## TEXTE FOURNI
Les Japonais veulent savoir si l’équipage est parvenu à transmettre un rapport de repérage. Toutefois, leur mode d’interrogation consiste à administrer une succession de raclées aux prisonniers. Les aviateurs maintiennent qu’ils n’ont pas eu le temps de transmettre l’information avant de se faire abattre, mais les Japonais interceptent bientôt un message venant de Colombo, qui demande au Catalina de répéter son rapport. Heureux de cette intercep-tion, apparemment le seul succès de l’opération C sur le plan du renseignement, les Japonais en concluent qu’ils n’ont pu compter sur le facteur surprise – et décident de tabasser une fois de plus l’équipage du Catalina27.

Il n’est effectivement plus question d’attaque surprise. Le message de Birchall a eu un effet tonique sur les commandants britanniques. L’ordre est alors donné à la garnison de Colombo et aux unités de la Royal Air Force stationnées dans l’île de se tenir en alerte à partir de 3 h le lendemain matin et de faire sortir tous les navires de guerre et les navires marchands du port. L’avertissement reçu le 28 mars permet de mettre ce jour-là 60 navires à l’abri et 25 autres le lendemain, dont le Cornwall et le Dorsetshire. Deux destroyers, un sous-marin, un bâtiment-base pour sous-marins, un croiseur marchand armé et vingt et un navires marchands, jugés inaptes à la navigation, restent amarrés dans le port28.

Catalina

Défense nationale

Un appareil Catalina appartenant à un escadron non identifié de l’Aviation royale du Canada.

Somerville, qui vient d’arriver à l’atoll d’Addu, se trouve maintenant dans une fâcheuse position. Selon ses propres notes : « Maudit! J’ai l’impression que je me suis fait avoir [...]. Me voilà à je ne sais quelle distance et dans l’incapacité de frapper29. » Finalement, l’amiral se joint à la force A une fois que celle-ci a été réapprovisionnée, passé minuit, et met le cap tout droit sur les Japonais. La force B suivra quelque huit heures plus tard.

Dans les forces opérationnelles japonaises accompagnant les porte-avions, les patrouilles de reconnaissance et de lutte anti-sous-marine sont confiées aux hydravions embarqués sur les cuirassés et les croiseurs d’escorte. Cela permet notamment de réserver le maximum d’appareils à bord des porte-avions pour des opérations offensives. À l’aube du 5 avril, les Japonais lancent plusieurs hydravions dans des opérations de recherche. Peu après, 127 avions décollent du pont de leurs porte-avions à destination de Colombo. La force opérationnelle est sous les ordres du commandant Mitsuo Fuchida, qui a dirigé l’attaque de Pearl Harbor.

La défense de Colombo est assurée par 42 chasseurs. Au terrain d’aviation de Ratmalana se trouvent les 22 avions Hurricane du 30e Escadron ainsi que six Fulmar, qui représentent la totalité de la flotte aérienne des 803e et 806e Escadrons. Le 258e Escadron compte 14 Hurricane stationnés à l’hippodrome de la localité, où une piste a été improvisée à l’insu des Japonais. Plusieurs Canadiens sont au nombre des pilotes. Les dispositifs de défense de Colombo comprennent aussi 18 canons antiaériens lourds et 25 légers, et Ratmalana dispose de 4 canons antiaériens lourds et 12 légers30.

## LISTE DES TÂCHES
1. Selon le texte fourni, pourquoi les patrouilles de reconnaissance et de lutte anti-sous-marine des forces opérationnelles japonaises sont-elles confiées aux hydravions embarqués sur les cuirassés et les croiseurs d'escorte ? Répondez en une à trois phrases.
2. Transcrivez sans rien modifier le passage du texte fourni qui va de « Dans les forces » à « de Pearl Harbor. ».

## LISTE DES LIGNES
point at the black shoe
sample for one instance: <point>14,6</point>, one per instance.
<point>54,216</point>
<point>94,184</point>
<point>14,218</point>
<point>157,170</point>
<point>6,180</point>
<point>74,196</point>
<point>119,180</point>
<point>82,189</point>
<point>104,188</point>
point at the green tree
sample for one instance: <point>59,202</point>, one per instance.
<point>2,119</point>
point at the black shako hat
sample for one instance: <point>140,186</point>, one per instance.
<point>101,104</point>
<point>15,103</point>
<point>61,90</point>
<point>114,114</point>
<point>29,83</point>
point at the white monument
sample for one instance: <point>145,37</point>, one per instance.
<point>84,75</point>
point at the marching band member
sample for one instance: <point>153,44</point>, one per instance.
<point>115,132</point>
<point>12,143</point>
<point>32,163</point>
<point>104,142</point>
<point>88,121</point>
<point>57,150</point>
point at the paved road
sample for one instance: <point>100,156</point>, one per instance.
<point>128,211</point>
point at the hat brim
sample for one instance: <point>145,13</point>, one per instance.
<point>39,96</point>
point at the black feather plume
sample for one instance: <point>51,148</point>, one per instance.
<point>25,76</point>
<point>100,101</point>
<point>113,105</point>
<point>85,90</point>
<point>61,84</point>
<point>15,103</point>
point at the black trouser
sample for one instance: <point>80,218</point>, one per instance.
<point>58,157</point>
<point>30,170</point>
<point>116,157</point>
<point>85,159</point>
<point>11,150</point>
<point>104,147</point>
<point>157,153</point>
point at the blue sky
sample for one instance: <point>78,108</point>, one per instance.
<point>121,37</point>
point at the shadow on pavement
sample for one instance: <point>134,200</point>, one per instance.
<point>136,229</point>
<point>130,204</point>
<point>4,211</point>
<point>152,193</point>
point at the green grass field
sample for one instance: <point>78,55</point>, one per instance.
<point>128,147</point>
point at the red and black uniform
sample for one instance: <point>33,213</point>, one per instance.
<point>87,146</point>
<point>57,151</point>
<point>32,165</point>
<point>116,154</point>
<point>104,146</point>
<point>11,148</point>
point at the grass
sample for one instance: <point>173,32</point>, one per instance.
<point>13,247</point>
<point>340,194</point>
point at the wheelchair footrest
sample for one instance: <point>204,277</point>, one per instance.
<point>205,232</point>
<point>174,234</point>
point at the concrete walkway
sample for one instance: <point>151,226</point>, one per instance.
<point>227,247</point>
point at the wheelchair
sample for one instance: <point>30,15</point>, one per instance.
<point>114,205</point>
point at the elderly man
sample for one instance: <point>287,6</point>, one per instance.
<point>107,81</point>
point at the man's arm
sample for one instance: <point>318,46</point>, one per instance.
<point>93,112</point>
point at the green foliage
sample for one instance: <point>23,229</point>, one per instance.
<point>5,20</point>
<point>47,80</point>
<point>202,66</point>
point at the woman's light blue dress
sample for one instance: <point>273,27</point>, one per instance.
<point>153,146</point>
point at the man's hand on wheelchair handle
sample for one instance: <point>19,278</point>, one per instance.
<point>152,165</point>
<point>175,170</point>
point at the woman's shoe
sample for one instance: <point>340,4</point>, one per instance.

## RÉPONSES AUX TÂCHES
1. Cette répartition permet de réserver le maximum d'appareils à bord des porte-avions pour des opérations offensives.

2.
Dans les forces opérationnelles japonaises accompagnant les porte-avions, les patrouilles de reconnaissance et de lutte anti-sous-marine sont confiées aux hydravions embarqués sur les cuirassés et les croiseurs d’escorte. Cela permet notamment de réserver le maximum d’appareils à bord des porte-avions pour des opérations offensives. À l’aube du 5 avril, les Japonais lancent plusieurs hydravions dans des opérations de recherche. Peu après, 127 avions décollent du pont de leurs porte-avions à destination de Colombo. La force opérationnelle est sous les ordres du commandant Mitsuo Fuchida, qui a dirigé l’attaque de Pearl Harbor.